_Short problem_.
Put every line of the entries below into a Markdown table with two columns, "Row" for the row number and "Line" for the line itself. Leave out the blank lines.

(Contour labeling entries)
[Start]
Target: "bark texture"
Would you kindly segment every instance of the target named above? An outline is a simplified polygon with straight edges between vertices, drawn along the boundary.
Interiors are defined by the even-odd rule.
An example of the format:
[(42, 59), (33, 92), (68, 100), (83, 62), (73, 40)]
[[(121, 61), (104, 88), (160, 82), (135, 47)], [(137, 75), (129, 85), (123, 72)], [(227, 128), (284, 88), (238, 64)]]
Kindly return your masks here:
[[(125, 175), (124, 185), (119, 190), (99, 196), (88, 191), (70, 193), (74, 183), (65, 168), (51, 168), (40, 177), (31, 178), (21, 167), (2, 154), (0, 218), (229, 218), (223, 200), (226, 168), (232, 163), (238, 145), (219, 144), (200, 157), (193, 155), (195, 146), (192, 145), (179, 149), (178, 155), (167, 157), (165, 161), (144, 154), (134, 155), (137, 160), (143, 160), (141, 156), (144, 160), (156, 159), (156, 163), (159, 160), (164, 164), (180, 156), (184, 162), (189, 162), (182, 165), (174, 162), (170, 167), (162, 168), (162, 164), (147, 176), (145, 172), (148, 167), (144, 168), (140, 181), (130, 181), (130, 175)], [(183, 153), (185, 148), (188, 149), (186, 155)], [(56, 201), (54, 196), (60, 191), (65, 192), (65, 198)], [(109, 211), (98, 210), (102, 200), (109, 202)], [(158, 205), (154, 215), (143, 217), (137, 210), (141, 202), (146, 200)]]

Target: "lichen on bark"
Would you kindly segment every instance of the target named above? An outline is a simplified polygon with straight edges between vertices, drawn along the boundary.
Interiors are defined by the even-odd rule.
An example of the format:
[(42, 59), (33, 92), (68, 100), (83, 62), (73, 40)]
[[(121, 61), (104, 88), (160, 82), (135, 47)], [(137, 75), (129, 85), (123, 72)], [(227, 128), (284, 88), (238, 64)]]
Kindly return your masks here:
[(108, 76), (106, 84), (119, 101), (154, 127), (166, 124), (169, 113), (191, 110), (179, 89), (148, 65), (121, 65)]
[End]
_Exercise output_.
| Row | Line |
|---|---|
| 1 | Target: "bark texture" |
| 2 | Would you kindly segment every instance of the target named above? An outline is a simplified polygon with straight edges between vertices, drawn along the boundary. |
| 3 | Interiors are defined by the even-odd rule. |
| 4 | An example of the format: |
| 5 | [(42, 59), (33, 92), (68, 100), (83, 62), (73, 40)] |
| 6 | [[(121, 61), (104, 88), (160, 82), (135, 47)], [(137, 75), (129, 85), (123, 72)], [(227, 128), (284, 88), (238, 64)]] |
| 7 | Kindly return your masks here: |
| 8 | [[(125, 175), (124, 185), (119, 190), (99, 196), (88, 191), (70, 193), (74, 183), (65, 168), (51, 168), (40, 177), (31, 178), (21, 167), (2, 154), (0, 218), (229, 218), (223, 200), (226, 168), (232, 163), (238, 145), (219, 144), (200, 157), (193, 155), (195, 146), (192, 145), (179, 149), (178, 155), (167, 157), (165, 161), (144, 154), (134, 155), (137, 160), (143, 160), (141, 156), (144, 160), (156, 159), (156, 163), (159, 160), (164, 164), (180, 156), (184, 162), (189, 162), (182, 165), (174, 162), (170, 167), (162, 168), (162, 164), (147, 176), (145, 172), (148, 167), (144, 168), (140, 181), (130, 181), (130, 175)], [(183, 153), (185, 148), (188, 149), (186, 155)], [(56, 201), (54, 196), (60, 191), (65, 192), (65, 198)], [(109, 211), (98, 210), (102, 200), (109, 202)], [(158, 205), (154, 215), (143, 217), (137, 210), (141, 202), (146, 200)]] |
| 9 | Target: "lichen on bark" |
| 10 | Would you kindly segment every instance of the target named above? An outline is a simplified polygon with straight edges between vertices, drawn along the boundary. |
| 11 | Interiors are defined by the even-odd rule. |
| 12 | An example of the format: |
| 13 | [(42, 59), (33, 92), (68, 100), (83, 62), (73, 40)] |
| 14 | [[(121, 61), (104, 88), (160, 82), (135, 47)], [(137, 75), (129, 85), (123, 72)], [(227, 128), (284, 88), (238, 64)]] |
| 15 | Kindly return your masks here: |
| 16 | [(108, 76), (106, 84), (119, 101), (154, 127), (166, 124), (169, 113), (191, 110), (179, 89), (148, 65), (121, 65)] |